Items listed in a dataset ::

────────

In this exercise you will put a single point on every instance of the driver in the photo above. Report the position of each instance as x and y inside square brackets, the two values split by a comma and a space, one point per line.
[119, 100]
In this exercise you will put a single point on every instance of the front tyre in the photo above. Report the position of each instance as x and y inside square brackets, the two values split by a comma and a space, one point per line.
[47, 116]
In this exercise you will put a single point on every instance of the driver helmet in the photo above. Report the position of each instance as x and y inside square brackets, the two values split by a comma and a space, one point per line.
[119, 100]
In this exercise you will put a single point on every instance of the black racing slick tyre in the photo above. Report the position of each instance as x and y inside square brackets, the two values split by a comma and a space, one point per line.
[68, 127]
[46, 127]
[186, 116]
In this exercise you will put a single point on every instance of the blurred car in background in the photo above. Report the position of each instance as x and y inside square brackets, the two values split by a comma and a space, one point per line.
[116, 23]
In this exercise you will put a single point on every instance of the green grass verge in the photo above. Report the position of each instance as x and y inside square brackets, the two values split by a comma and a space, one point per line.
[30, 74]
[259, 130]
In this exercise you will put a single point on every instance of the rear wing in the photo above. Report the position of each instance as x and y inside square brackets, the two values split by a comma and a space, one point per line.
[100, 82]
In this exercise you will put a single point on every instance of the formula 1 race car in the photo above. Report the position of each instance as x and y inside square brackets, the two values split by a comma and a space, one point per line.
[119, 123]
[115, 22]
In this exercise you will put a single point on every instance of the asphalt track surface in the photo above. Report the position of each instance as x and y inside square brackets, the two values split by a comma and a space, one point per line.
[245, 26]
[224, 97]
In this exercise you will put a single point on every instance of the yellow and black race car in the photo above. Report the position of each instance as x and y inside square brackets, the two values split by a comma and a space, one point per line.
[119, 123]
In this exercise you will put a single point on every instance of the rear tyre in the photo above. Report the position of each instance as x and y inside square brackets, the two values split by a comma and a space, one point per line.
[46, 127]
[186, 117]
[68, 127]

────────

What is required :: Express the lines above as a JSON list of strings with one string per line, leaving out any blank lines.

Expected output ::
[
  "In this exercise you will put a single point on every instance of the driver in the photo above. Report the position of each instance as x and y inside square brackets, the two values split by a comma and a space, one point per line.",
  "[119, 100]",
  "In this exercise you will put a single point on every instance of the front tyre in the photo above. Report the position of each instance as x and y inside square brackets, the two values split by a comma and a space, one point per line.",
  "[47, 116]",
  "In this exercise you will put a single point on every instance of the driver helmet in the photo above. Report the position of each instance as x and y inside square brackets, the two values split by a comma and a space, one point per line.",
  "[119, 100]",
  "In this exercise you will put a single point on every instance of the black racing slick tyre in the photo above. Report the position of each instance as x and y inside square brackets, the two values split by a comma and a space, one point per line.",
  "[68, 127]",
  "[46, 127]",
  "[186, 116]",
  "In this exercise you will put a single point on every instance of the blurred car in background in the photo above. Report the position of each instance as x and y inside square brackets, the two values split by a comma and a space, one point per line.",
  "[116, 23]",
  "In this exercise you will put a single point on every instance of the green grass verge in the photo above. Report the position of each instance as x and y inside square brackets, the two values split by a comma and a space, one point per line.",
  "[30, 74]",
  "[259, 130]",
  "In this exercise you will put a single point on every instance of the rear wing in the photo above. Report the position of each instance as x and y inside square brackets, the two values split by a comma and a space, one point per line.",
  "[100, 82]",
  "In this exercise you will put a single point on every instance of the formula 1 race car in the photo above. Report the position of each instance as x and y inside square brackets, the two values split by a comma and a space, one point per line.",
  "[119, 123]",
  "[115, 22]",
  "In this exercise you will put a single point on every instance of the asphalt track surface in the photo above. Report the position of each instance as x and y inside square brackets, the two values split by a comma and a space, one point per line.",
  "[245, 26]",
  "[224, 97]",
  "In this exercise you will put a single point on every instance of the yellow and black race car in the photo above. Report the position of each instance as x and y inside square brackets, the two values split by a comma and a space, one point per line.",
  "[119, 123]",
  "In this exercise you will put a single point on every instance of the rear tyre in the photo above. Report the position of each instance as x and y inside square brackets, the two values split by a comma and a space, one point per line.",
  "[46, 127]",
  "[186, 117]",
  "[68, 127]"
]